● Work to complete:
Gather every line below that contains the string "base", matching case exactly.

══ Stored data ══

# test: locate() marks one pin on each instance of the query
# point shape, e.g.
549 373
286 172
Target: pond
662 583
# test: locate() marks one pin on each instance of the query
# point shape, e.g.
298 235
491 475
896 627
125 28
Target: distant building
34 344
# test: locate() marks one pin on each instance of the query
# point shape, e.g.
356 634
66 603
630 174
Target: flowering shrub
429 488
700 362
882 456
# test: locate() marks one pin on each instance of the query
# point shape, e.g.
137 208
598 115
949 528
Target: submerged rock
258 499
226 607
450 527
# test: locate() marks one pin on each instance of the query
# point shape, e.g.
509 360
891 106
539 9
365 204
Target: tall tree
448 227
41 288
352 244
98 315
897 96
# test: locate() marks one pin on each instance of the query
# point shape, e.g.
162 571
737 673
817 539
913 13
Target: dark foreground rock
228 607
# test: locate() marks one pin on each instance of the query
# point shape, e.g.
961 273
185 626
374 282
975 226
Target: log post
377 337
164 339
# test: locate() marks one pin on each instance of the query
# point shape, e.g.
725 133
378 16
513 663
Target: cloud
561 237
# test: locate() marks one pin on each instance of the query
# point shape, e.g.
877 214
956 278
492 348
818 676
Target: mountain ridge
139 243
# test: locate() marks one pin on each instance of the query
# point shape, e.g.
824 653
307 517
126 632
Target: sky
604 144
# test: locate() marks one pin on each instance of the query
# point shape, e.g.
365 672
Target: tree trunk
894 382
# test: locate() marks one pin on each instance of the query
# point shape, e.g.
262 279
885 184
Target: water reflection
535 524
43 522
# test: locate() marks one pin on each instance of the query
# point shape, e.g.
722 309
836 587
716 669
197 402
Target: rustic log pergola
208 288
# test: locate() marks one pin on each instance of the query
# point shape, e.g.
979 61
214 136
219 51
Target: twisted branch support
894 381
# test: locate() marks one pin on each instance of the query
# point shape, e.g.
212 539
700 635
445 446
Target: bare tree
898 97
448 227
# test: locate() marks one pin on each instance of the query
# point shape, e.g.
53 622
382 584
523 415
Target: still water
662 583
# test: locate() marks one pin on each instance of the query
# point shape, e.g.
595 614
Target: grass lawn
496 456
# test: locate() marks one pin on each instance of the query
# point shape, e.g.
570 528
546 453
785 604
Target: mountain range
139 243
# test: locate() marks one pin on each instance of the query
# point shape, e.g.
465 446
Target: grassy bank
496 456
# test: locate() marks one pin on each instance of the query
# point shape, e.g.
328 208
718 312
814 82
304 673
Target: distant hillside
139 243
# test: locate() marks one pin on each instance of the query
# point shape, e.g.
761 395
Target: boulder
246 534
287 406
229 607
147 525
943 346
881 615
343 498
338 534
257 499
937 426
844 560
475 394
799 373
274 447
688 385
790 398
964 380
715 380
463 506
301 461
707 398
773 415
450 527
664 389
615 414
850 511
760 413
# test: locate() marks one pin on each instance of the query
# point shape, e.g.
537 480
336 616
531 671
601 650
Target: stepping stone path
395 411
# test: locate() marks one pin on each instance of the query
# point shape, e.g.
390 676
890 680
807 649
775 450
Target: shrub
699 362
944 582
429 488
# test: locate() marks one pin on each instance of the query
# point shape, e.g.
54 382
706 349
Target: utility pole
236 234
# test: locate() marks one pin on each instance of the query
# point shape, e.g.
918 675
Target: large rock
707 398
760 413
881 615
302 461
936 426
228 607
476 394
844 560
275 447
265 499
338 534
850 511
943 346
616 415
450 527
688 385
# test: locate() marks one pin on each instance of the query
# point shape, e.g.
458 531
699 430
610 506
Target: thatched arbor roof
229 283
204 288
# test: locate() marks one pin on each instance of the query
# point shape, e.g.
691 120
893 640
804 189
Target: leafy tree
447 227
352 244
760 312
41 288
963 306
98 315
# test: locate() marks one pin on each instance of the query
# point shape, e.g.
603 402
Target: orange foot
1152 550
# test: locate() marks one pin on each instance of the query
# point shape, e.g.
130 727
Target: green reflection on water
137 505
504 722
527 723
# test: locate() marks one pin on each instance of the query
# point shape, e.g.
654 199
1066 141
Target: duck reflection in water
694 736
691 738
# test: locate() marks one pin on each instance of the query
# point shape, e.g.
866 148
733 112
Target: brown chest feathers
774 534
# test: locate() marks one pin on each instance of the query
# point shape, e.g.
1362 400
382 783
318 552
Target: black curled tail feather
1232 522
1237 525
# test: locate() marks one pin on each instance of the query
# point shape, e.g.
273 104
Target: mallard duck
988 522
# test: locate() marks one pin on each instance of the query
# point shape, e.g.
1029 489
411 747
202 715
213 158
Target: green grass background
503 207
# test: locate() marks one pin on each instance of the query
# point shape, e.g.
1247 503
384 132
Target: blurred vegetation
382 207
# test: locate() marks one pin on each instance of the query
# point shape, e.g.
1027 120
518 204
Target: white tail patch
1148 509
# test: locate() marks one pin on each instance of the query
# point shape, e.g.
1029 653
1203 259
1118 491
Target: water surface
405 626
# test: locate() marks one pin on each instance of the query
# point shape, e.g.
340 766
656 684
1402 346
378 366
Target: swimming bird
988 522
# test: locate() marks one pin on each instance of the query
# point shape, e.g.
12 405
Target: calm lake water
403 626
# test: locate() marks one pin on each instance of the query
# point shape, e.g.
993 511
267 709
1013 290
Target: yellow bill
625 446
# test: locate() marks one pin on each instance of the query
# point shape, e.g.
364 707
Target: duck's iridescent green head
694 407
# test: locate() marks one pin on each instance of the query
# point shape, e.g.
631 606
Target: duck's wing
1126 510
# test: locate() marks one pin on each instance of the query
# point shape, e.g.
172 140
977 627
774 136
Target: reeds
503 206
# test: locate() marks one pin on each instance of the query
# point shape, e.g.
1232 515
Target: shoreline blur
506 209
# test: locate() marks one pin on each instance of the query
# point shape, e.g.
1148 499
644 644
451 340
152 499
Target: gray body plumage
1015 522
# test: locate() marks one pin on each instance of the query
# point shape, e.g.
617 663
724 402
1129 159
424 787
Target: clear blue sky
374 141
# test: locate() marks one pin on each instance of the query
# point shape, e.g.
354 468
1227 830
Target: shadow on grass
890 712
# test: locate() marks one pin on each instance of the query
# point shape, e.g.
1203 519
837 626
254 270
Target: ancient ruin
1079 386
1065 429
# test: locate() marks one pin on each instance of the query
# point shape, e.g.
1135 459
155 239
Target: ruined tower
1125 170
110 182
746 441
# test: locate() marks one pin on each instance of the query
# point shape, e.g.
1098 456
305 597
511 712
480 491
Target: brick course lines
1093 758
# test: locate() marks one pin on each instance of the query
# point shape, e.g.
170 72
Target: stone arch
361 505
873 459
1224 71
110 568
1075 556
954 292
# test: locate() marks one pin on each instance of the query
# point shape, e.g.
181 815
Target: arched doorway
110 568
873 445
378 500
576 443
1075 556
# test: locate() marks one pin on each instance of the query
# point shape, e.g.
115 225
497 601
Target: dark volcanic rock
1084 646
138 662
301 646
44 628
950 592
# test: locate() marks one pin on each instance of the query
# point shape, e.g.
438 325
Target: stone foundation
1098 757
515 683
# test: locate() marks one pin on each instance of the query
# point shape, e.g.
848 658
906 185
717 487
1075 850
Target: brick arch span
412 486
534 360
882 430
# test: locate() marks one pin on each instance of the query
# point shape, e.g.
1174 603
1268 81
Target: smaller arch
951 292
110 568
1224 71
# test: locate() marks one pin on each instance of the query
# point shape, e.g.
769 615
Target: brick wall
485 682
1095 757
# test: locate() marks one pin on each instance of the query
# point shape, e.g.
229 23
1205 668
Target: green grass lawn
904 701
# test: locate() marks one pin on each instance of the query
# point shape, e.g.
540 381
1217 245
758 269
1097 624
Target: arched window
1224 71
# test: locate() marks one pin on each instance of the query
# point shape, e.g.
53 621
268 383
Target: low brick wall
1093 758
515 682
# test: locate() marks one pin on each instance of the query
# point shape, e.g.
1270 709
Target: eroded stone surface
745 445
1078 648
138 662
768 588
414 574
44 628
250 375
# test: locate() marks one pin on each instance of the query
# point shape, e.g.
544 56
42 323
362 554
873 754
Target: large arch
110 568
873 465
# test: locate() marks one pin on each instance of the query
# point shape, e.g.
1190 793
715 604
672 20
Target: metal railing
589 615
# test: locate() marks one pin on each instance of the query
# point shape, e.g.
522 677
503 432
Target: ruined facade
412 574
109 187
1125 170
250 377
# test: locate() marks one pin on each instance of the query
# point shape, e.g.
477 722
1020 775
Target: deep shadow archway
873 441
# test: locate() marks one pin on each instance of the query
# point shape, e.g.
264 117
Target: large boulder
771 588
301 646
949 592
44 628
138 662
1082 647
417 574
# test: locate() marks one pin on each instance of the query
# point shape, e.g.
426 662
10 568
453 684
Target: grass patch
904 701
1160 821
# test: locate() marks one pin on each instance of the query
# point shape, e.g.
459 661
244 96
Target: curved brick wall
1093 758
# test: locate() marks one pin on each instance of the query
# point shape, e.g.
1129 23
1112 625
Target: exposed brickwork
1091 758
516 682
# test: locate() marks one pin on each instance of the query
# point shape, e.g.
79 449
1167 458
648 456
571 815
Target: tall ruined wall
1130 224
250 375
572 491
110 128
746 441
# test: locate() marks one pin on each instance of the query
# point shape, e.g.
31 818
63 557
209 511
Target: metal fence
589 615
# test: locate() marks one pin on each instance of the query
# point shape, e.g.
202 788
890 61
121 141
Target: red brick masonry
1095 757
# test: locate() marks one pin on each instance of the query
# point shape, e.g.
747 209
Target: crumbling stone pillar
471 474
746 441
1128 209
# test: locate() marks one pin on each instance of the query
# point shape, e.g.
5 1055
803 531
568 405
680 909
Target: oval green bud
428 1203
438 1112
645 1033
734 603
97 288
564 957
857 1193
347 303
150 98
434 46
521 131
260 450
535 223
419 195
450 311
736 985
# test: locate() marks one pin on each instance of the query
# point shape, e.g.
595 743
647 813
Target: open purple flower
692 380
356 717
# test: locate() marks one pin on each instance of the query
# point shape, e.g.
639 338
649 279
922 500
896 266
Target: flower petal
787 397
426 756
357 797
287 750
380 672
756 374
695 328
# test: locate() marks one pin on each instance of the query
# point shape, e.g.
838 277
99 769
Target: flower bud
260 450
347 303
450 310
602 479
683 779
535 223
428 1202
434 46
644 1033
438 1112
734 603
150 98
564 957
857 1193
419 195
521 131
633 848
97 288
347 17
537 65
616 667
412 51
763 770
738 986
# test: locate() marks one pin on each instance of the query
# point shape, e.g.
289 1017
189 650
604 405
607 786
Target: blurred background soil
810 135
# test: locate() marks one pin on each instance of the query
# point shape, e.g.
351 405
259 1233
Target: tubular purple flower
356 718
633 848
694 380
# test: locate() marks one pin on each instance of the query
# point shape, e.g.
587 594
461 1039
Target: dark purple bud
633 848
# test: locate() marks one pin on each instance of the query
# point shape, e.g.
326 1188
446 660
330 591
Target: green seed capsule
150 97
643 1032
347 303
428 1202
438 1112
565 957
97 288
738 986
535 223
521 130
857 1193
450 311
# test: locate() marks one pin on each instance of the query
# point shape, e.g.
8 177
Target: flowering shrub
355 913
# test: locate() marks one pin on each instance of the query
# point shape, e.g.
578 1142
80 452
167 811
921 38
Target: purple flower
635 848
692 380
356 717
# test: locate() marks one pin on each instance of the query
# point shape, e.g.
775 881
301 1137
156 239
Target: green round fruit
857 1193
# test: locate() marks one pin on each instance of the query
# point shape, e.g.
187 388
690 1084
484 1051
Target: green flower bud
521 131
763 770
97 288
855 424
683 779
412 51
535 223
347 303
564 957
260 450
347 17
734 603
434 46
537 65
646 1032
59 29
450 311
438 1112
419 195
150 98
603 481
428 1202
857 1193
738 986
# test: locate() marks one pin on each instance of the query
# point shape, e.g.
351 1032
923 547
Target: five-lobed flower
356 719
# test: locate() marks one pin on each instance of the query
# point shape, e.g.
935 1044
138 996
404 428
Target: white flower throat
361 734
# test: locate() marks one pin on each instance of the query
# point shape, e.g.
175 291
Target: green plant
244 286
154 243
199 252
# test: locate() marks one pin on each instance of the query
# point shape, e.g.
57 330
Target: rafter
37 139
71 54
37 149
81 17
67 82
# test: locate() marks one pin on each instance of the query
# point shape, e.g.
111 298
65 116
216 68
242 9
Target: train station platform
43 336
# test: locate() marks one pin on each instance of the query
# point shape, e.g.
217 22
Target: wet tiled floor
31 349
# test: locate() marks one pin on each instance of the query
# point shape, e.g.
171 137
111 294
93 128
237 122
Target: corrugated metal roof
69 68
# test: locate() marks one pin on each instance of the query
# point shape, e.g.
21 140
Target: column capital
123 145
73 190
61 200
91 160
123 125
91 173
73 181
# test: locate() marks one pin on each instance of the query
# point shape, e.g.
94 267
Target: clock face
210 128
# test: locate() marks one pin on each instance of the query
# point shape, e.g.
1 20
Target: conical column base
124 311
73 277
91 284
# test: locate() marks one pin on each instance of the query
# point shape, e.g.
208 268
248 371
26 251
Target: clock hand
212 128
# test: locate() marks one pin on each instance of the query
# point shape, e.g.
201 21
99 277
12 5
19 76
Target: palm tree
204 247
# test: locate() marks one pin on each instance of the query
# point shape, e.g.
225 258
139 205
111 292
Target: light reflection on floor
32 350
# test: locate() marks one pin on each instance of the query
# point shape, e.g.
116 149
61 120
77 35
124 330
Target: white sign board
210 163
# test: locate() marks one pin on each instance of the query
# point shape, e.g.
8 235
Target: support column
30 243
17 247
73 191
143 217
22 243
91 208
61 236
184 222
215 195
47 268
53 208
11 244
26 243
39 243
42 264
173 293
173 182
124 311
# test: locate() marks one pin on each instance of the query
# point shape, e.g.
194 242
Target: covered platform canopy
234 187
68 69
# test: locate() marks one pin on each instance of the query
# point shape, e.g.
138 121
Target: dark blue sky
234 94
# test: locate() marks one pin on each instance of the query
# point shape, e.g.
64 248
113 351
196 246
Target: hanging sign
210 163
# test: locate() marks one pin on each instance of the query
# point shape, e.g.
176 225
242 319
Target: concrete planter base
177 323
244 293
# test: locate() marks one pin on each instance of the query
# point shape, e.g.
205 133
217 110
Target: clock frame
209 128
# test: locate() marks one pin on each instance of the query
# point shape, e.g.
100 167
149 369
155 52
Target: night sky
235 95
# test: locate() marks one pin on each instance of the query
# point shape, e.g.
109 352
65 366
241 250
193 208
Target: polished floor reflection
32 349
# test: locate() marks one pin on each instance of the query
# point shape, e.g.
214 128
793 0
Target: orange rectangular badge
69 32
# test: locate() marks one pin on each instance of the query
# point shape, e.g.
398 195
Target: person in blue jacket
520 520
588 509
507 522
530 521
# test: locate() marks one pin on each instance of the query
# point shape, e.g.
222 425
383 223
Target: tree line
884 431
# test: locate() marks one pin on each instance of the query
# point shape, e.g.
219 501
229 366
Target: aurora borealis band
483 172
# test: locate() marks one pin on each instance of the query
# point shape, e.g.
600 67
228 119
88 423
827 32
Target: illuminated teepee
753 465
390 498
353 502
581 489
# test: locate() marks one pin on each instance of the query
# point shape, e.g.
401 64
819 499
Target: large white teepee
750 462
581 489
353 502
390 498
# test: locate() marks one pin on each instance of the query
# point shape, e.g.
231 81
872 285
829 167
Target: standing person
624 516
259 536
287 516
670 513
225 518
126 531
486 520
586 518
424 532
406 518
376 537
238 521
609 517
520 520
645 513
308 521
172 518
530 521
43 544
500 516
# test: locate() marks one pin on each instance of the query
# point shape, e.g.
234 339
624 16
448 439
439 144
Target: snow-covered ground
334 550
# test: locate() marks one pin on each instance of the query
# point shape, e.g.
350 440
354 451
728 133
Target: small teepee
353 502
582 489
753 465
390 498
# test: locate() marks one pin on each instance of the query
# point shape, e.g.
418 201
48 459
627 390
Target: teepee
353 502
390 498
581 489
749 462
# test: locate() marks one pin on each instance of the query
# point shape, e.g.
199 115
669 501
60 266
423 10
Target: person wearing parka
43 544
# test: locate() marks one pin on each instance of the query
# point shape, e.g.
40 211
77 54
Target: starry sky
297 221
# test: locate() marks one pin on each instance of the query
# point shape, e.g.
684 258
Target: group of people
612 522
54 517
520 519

═══

● Exercise answer:
Target: conical column base
Target: concrete planter base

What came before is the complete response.